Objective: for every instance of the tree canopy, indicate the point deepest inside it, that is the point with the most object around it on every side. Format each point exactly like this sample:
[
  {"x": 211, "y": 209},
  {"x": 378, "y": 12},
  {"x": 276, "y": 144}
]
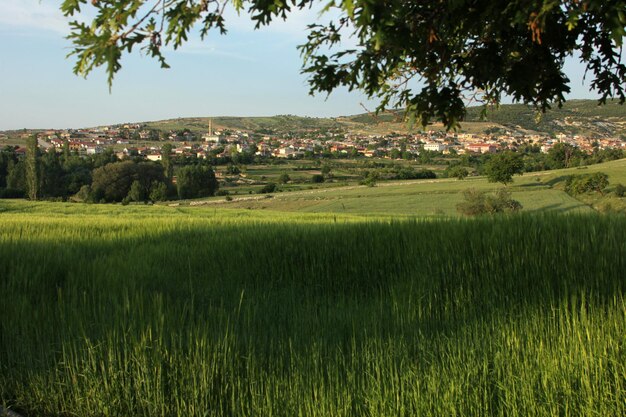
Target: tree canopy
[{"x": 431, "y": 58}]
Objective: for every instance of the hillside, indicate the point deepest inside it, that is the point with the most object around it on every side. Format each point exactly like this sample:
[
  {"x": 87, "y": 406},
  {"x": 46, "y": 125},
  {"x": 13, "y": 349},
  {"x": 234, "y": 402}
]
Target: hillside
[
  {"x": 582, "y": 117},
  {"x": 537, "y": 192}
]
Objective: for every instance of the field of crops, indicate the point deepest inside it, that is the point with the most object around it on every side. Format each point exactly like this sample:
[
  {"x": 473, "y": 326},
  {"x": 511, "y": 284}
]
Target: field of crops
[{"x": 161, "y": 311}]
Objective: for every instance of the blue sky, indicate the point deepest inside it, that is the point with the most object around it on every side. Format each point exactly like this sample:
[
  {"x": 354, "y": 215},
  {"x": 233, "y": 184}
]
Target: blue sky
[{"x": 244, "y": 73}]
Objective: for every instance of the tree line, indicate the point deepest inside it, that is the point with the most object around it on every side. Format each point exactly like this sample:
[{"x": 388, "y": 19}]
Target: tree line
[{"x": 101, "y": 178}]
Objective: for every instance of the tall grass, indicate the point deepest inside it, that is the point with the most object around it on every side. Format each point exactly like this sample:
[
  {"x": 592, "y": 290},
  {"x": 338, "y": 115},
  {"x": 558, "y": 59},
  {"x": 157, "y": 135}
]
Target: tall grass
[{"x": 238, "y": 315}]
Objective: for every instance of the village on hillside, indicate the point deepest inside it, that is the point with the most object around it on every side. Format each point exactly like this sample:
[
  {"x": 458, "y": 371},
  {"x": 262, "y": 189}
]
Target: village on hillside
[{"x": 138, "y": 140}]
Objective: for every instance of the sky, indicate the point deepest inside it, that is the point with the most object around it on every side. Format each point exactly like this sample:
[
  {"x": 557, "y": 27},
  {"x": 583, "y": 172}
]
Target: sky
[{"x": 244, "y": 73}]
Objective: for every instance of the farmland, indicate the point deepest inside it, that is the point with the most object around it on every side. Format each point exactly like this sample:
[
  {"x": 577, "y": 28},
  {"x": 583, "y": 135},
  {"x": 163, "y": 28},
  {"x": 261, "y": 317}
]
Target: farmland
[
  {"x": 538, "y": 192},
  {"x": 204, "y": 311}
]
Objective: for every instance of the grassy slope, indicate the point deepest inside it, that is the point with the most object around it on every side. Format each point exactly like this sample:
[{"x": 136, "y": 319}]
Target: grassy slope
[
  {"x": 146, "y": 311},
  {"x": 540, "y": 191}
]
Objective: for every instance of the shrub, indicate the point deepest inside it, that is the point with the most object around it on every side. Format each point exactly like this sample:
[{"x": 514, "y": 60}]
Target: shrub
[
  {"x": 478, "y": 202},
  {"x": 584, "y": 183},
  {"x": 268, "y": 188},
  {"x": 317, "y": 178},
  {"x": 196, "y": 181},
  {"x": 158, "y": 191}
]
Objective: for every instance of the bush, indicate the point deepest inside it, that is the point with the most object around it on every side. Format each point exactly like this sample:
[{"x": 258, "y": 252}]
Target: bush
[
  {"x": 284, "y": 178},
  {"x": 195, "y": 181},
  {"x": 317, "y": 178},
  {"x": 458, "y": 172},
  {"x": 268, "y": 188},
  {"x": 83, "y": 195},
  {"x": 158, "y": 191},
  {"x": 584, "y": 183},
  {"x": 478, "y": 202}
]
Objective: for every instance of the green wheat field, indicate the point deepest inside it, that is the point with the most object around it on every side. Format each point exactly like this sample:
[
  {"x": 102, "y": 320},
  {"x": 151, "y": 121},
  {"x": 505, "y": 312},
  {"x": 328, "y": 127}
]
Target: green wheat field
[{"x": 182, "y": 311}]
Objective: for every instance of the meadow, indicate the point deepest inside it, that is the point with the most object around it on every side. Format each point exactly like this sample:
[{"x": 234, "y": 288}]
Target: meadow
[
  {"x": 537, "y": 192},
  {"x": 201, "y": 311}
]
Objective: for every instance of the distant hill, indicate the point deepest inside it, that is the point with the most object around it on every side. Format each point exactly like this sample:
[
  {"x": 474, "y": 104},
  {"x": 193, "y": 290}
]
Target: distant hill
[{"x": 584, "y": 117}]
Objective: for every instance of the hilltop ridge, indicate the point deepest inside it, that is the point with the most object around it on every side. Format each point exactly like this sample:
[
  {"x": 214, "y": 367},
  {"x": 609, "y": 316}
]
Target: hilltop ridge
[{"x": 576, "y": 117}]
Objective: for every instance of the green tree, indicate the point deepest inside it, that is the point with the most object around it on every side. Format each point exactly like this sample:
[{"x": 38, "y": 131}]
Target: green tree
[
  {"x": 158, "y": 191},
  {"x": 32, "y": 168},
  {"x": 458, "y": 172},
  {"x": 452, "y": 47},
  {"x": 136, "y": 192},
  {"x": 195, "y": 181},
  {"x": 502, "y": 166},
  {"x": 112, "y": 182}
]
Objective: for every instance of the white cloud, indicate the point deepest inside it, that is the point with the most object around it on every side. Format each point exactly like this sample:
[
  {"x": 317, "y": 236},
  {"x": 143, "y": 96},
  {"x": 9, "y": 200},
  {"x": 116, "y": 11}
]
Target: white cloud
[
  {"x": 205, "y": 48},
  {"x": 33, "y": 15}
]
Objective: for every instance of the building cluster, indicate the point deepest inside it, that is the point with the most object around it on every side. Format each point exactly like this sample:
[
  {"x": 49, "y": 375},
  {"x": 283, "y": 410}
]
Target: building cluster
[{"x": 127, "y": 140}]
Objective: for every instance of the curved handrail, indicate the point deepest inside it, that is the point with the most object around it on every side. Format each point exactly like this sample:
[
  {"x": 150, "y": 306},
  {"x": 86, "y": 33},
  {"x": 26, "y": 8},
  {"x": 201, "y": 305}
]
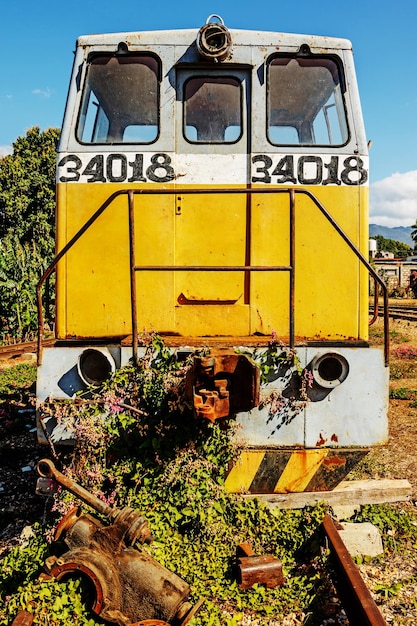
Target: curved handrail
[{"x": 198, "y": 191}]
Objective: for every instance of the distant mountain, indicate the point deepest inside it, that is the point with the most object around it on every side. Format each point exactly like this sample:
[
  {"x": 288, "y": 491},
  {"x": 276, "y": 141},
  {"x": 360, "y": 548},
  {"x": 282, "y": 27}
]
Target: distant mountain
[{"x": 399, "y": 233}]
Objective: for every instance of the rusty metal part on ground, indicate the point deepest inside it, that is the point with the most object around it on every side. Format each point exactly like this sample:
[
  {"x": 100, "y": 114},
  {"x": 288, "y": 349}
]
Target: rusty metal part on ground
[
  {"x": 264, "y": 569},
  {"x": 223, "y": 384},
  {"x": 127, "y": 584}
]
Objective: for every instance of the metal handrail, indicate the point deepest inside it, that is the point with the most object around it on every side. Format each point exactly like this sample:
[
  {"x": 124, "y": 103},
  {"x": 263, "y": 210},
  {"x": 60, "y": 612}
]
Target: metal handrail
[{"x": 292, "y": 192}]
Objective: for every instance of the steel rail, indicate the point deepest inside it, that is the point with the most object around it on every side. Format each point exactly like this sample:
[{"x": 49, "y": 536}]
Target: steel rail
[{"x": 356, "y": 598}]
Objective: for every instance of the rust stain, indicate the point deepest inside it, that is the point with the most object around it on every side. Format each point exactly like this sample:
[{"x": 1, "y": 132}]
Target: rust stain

### PROBLEM TO WORK ON
Copy out the entire listing above with every "Objective" changed to "Instruction" and nothing else altered. Omit the pictures.

### PROBLEM SOLUTION
Instruction: for every instance of the tree canopy, indicate the point deepest inside it, that is the point with the most object around it on every side. Format each point exactly like this sample:
[
  {"x": 211, "y": 209},
  {"x": 378, "y": 12},
  {"x": 276, "y": 144}
]
Target: tree canopy
[{"x": 431, "y": 58}]
Instruction: for every instance of the hillside, indicate the point deepest inside it, that is the point with the most object around it on every side. Format each point exactly like this sample:
[
  {"x": 87, "y": 406},
  {"x": 46, "y": 125},
  {"x": 13, "y": 349},
  {"x": 234, "y": 402}
]
Target: hillside
[
  {"x": 582, "y": 117},
  {"x": 537, "y": 192}
]
Instruction: for every instance of the field of crops, indicate the point deepest inside it, that is the point with the most object around it on every side. Format each point exactly like this sample:
[
  {"x": 473, "y": 326},
  {"x": 511, "y": 284}
]
Target: field of crops
[{"x": 161, "y": 311}]
Instruction: for every instance of the blue sky, indicate the point deepest inside it, that is the point with the most object around it on every side. Format each point exactly like this sample:
[
  {"x": 354, "y": 215},
  {"x": 233, "y": 184}
]
Target: blue sky
[{"x": 244, "y": 73}]
Instruction: for every instance of the tree line, indicate the point deepest inside it, that is the point with the most object around it on every side. Format each point exactly like this sample:
[{"x": 388, "y": 19}]
Target: tree line
[{"x": 101, "y": 178}]
Instruction: for every instance of the tall grass, indicate the point deepest inside it, that is the point with the most object around it on every side. Format each point exactly like this sample:
[
  {"x": 592, "y": 290},
  {"x": 338, "y": 115},
  {"x": 558, "y": 59},
  {"x": 157, "y": 135}
]
Target: tall grass
[{"x": 238, "y": 315}]
Instruction: for every instance of the village on hillside, indicate the point deepest inside it, that is the point with the most object around it on every side. Format each point exactly like this sample:
[
  {"x": 458, "y": 371},
  {"x": 262, "y": 189}
]
Target: village on hillside
[{"x": 138, "y": 140}]
Instruction: for every instance of the sky, indicate the point deepest inside it, that is the point with the most object around it on every side. Format each point exactly like this sample:
[
  {"x": 557, "y": 27},
  {"x": 583, "y": 172}
]
Target: sky
[{"x": 244, "y": 73}]
Instruction: for every instance of the farmland, indicate the point deepest inside it, that is the point with the most object around it on every side. Format each point exactly like this sample:
[
  {"x": 577, "y": 28},
  {"x": 583, "y": 135},
  {"x": 163, "y": 28},
  {"x": 261, "y": 317}
]
Target: farmland
[
  {"x": 538, "y": 192},
  {"x": 204, "y": 311}
]
Instruction: for every instance of the grassy slope, indicate the point deepest inside it, that is the point with the most object around it on every side. Format each point exactly like this sample:
[{"x": 136, "y": 319}]
Target: grassy slope
[
  {"x": 146, "y": 311},
  {"x": 540, "y": 191}
]
Instruction: for every instance of the shrub, indicate the point deepest inside it, that is the point with the most object around it on every side. Format each point exactly like this sample:
[{"x": 514, "y": 60}]
Target: shrub
[
  {"x": 478, "y": 202},
  {"x": 584, "y": 183},
  {"x": 268, "y": 188},
  {"x": 317, "y": 178},
  {"x": 196, "y": 181},
  {"x": 158, "y": 191}
]
Instruction: for every instance of the bush, indicate the point deepest inside it, that is the point with the most object around it on every side. Format each point exactly like this sample:
[{"x": 258, "y": 252}]
Target: bush
[
  {"x": 284, "y": 178},
  {"x": 195, "y": 181},
  {"x": 317, "y": 178},
  {"x": 458, "y": 172},
  {"x": 268, "y": 188},
  {"x": 83, "y": 195},
  {"x": 158, "y": 191},
  {"x": 584, "y": 183},
  {"x": 478, "y": 202}
]
Instruction: for every instance of the green wheat field, indicate the point deepest inside it, that is the point with the most object around it on every side. Format each point exactly like this sample:
[
  {"x": 102, "y": 320},
  {"x": 151, "y": 121},
  {"x": 505, "y": 312},
  {"x": 328, "y": 127}
]
Target: green wheat field
[{"x": 182, "y": 311}]
Instruction: for every instance of the meadow, indicate the point deepest inside it, that is the point with the most object around it on every side. Format each point exactly like this sample:
[{"x": 234, "y": 288}]
Target: meadow
[
  {"x": 537, "y": 192},
  {"x": 201, "y": 311}
]
Instruction: for every instance of the distant hill, indicate the point deepest inside it, that is the point with the most object around it on every side. Format each point exactly like this sample:
[
  {"x": 474, "y": 104},
  {"x": 193, "y": 290}
]
Target: distant hill
[{"x": 584, "y": 117}]
Instruction: for every instance of the hilltop ridge, indicate the point deepest inside it, that is the point with the most object around it on every side. Format each point exactly like this sample:
[
  {"x": 214, "y": 367},
  {"x": 609, "y": 316}
]
Target: hilltop ridge
[{"x": 576, "y": 117}]
Instruction: for every instance of the green tree, indicate the point deepest inside it, that is the point with the most object around it on every side. Format each point exactly like this sample:
[{"x": 38, "y": 131}]
Target: green tree
[
  {"x": 158, "y": 191},
  {"x": 32, "y": 168},
  {"x": 458, "y": 172},
  {"x": 452, "y": 47},
  {"x": 136, "y": 192},
  {"x": 195, "y": 181},
  {"x": 502, "y": 166},
  {"x": 112, "y": 182}
]
Instruction: for every instance of the white cloud, indicate the point deepest inside it, that is the point with the most object around it on every side. Format each point exactly like this sample:
[
  {"x": 317, "y": 236},
  {"x": 143, "y": 96},
  {"x": 9, "y": 200},
  {"x": 116, "y": 11}
]
Target: white cloud
[
  {"x": 205, "y": 48},
  {"x": 33, "y": 15}
]
Instruction: for every instance of the building cluster, indicate the point deepest inside it, that is the point with the most object around it on every side. Format each point exactly like this sample:
[
  {"x": 49, "y": 375},
  {"x": 283, "y": 410}
]
Target: building cluster
[{"x": 127, "y": 140}]
Instruction: for every instance of the curved handrail, indicate the point deepest inside it, that is the point with the most object around it on every side. Format each point exactly like this sample:
[
  {"x": 150, "y": 306},
  {"x": 86, "y": 33},
  {"x": 26, "y": 8},
  {"x": 201, "y": 305}
]
Target: curved handrail
[{"x": 198, "y": 191}]
Instruction: for every instance of the distant mountain, indicate the point deepest inside it, that is the point with the most object around it on every side. Format each point exactly like this sample:
[
  {"x": 288, "y": 491},
  {"x": 276, "y": 141},
  {"x": 360, "y": 548},
  {"x": 282, "y": 27}
]
Target: distant mountain
[{"x": 399, "y": 233}]
Instruction: for every instance of the rusty metal part on ground, indicate the point deepest inside it, that is the point with the most object around it on every side. Format each point exactly like this sample:
[
  {"x": 100, "y": 114},
  {"x": 288, "y": 349}
]
Target: rusty metal part on ground
[
  {"x": 264, "y": 569},
  {"x": 223, "y": 384},
  {"x": 127, "y": 584}
]
Instruction: for every instance of the metal handrail, indicate the point deepest inside it, that is the point with the most object around it on every side. Format each point exactly like this sample:
[
  {"x": 124, "y": 103},
  {"x": 263, "y": 210},
  {"x": 60, "y": 612}
]
Target: metal handrail
[{"x": 292, "y": 192}]
Instruction: for every instance of the steel rail, indicate the point deepest inside it, that is the point with the most object around it on every side. Format each point exactly like this sample:
[{"x": 49, "y": 536}]
Target: steel rail
[{"x": 356, "y": 598}]
Instruction: for every instance of the rust stain, indicate the point deepest inside it, that is the point with the most object around it on every side. Format each point exactly like this sample:
[{"x": 1, "y": 132}]
Target: rust stain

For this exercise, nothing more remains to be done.